REQUIRED ACTIONS
1) In the leadership advice excerpt, what phrase should a manager use to reply to team members' emails and phone calls?
2) Write the next part of the leadership advice excerpt, starting right after its final sentence.

EXCERPT TO READ
Change this habit by using the phrase “I trust your judgment.” Respond to emails with it. If your team members call you on the phone, tell them, “Actually, I can’t talk right now, but I trust your judgment.” Same thing when they ask you for meetings outside the regularly scheduled times when you connect with their direct subordinates.
Develop a cadence of weekly or twice-weekly meetings with your direct reports. But these meetings are not the time to collectively make decisions, solve problems or grant permission for things. Shorten the meetings and make them much more efficient by using the time to update your team and offer constructive feedback to help them learn and grow.
2. Mentor in retrospect
Mentoring your team is one of the most important roles as a leader. It provides a model of good leadership that will spread throughout the organization. Mentoring helps you attract and keep good talent, and it helps prepare employees to advance within the organization.
However, people learn by doing, so mentoring is less effective when advice is given up front than when team members have the opportunity to experience their own successes and failures and discuss them with you later.
Try opening scheduled one-on-one meetings with direct debriefs using questions such as, “what problems or challenges did you face this week, how did you deal with them, how did it work out for you?”
This will give you an opportunity to reinforce good decisions, celebrate victories and offer constructive guidance based on experience when employees stall or make a mistake. By sharing your own lessons learned, you will inspire the team to generate new ideas, see things in different ways and be willing to take risks.
3. Be tolerant of mistakes
Remember, great employees “quit on their boss” more often than they quit on their organization. None of the above ideas will work if you don’t really trust the judgment of your team members or if mistakes take them “to the doghouse.” Create a safe environment for making mistakes by making sure your team understands the parameters of their responsibilities. For example, empower customer service teams to make customers happy by giving them a budget for “delighting the customer.” Anything within this budget does not require approval.

SUPPLIED DATA

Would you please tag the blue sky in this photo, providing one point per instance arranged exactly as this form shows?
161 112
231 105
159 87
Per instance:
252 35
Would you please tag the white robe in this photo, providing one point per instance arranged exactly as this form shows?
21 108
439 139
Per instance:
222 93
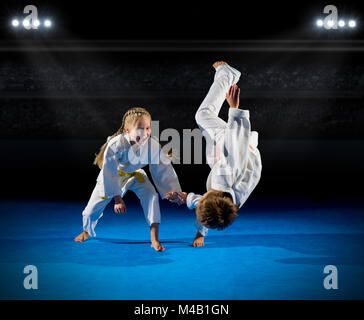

EXERCISE RESULTS
1) “I trust your judgment.”

2)
Make sure employees understand the ultimate goals of their positions and the consequences of their actions. Then they can consider both as part of their decision-making process. If a decision falls within their responsibilities and will not cause irreversible damage, accept that the speed and agility that result from independent decisions justify some potential mistakes along the way. Mistakes are great teachers and companies that do not take risks cannot adapt.
Follow the adage of “praise in public, correct in private” when a team member makes a decision in the moment that didn’t work, as long as the decision is ethical and in good faith. Keep in mind the term “correct,” not “criticize.” The goal is to help your direct reports learn and keep them motivated to try new things. Give your team members the benefit of the doubt unless and until they prove they don’t deserve it.
Speed and agility are the keys to maintaining business productivity in times of disruption. To help your organization succeed, focus your attention on your most important work and empower your team to do the same. The above suggestions will make your organization more adaptable, help your employees grow, and allow you to unleash your own genius, creating success for you, your team, and your organization.